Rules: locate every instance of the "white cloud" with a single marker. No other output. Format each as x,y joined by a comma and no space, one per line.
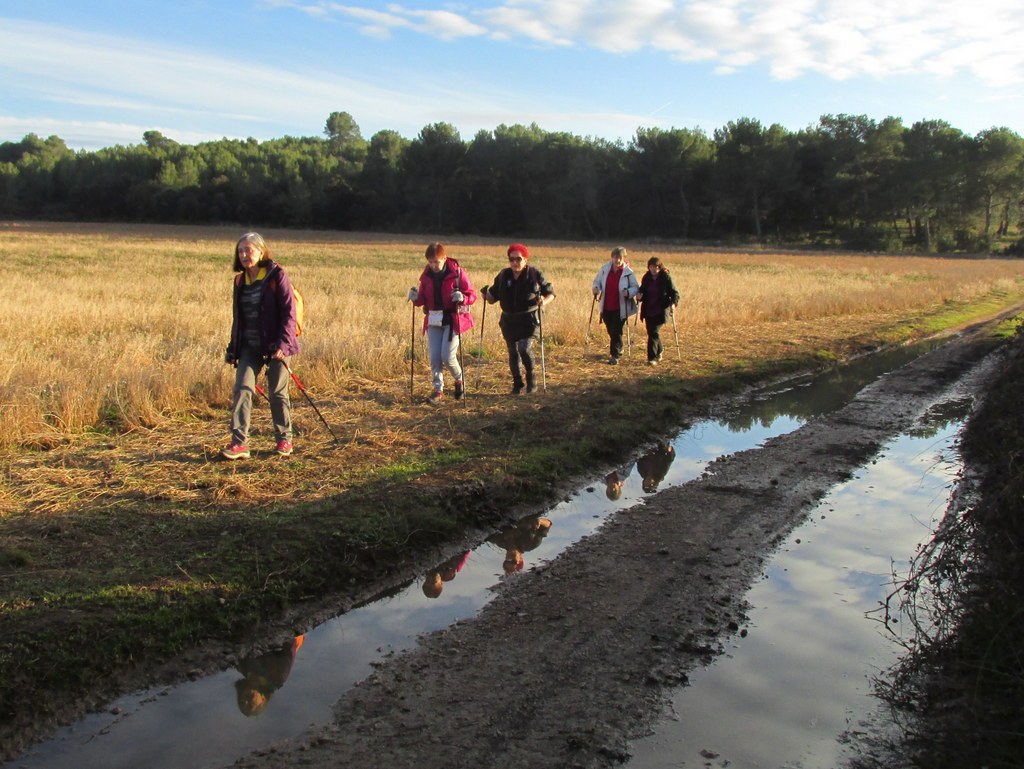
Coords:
133,86
788,38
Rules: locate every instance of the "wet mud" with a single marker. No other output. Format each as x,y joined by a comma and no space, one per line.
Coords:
577,657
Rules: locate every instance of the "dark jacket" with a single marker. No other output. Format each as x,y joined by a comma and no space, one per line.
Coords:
517,297
667,292
276,314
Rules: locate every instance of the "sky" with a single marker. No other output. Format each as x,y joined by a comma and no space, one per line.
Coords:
99,73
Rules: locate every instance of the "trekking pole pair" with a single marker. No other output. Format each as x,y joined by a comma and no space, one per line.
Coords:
479,356
544,371
302,389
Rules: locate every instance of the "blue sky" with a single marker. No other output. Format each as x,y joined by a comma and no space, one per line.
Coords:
99,73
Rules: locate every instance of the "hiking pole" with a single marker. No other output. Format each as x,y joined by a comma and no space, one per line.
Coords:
675,331
302,389
457,325
544,371
412,353
629,339
591,322
479,357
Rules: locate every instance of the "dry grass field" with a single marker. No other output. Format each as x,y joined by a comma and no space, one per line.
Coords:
123,328
125,540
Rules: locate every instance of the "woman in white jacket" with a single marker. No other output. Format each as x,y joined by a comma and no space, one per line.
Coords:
617,284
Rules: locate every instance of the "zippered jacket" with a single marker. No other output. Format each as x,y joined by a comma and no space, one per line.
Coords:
461,317
627,282
276,314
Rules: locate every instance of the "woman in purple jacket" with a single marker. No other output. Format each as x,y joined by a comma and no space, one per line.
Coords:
445,295
262,334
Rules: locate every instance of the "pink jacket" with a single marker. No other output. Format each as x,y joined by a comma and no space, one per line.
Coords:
457,276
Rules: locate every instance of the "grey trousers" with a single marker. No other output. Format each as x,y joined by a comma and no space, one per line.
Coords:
251,362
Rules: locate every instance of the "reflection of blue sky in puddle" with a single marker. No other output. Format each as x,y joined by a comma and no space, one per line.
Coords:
783,694
199,724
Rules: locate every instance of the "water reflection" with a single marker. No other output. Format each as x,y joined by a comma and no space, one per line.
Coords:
800,679
654,465
521,538
262,675
146,728
433,581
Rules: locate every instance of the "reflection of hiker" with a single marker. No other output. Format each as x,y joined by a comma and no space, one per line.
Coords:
263,676
433,581
617,284
522,291
520,538
263,333
654,465
613,481
445,294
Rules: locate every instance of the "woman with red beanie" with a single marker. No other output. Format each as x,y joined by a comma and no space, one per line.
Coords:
445,294
522,291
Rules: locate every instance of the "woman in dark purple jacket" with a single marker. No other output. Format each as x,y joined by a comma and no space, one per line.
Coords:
263,333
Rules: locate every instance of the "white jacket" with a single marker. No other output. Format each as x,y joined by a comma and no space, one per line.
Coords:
627,282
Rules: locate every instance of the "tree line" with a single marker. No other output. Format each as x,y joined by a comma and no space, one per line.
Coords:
848,181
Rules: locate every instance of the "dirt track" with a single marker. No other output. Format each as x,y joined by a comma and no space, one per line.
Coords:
570,661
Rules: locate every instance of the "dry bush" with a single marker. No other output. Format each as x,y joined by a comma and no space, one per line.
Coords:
122,327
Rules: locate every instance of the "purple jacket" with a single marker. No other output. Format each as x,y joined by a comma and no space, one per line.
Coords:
456,278
276,314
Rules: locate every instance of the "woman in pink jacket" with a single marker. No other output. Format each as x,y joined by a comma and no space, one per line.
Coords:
445,295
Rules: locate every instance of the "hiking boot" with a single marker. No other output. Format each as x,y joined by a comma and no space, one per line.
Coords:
236,452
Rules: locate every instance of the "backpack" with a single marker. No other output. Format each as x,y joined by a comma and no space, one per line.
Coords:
300,305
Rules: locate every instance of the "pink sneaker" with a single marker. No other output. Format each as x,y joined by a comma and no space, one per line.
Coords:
236,452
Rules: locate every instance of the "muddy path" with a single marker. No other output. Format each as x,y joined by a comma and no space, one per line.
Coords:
569,663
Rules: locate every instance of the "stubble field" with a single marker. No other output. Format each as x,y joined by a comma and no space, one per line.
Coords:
124,538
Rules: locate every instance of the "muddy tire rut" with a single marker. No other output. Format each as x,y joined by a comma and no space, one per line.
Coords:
577,657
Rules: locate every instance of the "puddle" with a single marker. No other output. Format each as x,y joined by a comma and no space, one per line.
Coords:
784,694
212,721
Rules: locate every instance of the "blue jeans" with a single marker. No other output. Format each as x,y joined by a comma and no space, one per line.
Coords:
251,362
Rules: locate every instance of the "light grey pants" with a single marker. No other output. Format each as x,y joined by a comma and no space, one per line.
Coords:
251,362
442,345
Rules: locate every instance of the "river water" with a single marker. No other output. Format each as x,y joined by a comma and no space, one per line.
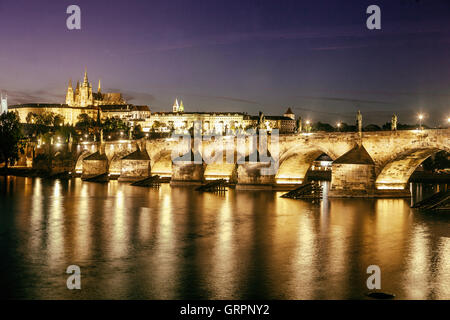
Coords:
176,243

* * * * * * *

For this exercise, return every line from the data that holds the string "puddle".

--- Your response ---
Rules: locate every instance of the "reflection of blue sky in puddle" with a single marker. No other output. Format each as x,y joined by a comma and no space, one per line.
Rules: locate every instance of the "puddle" with a single marker. No other output. Format each as x,y joined by a comma and no space, one per line.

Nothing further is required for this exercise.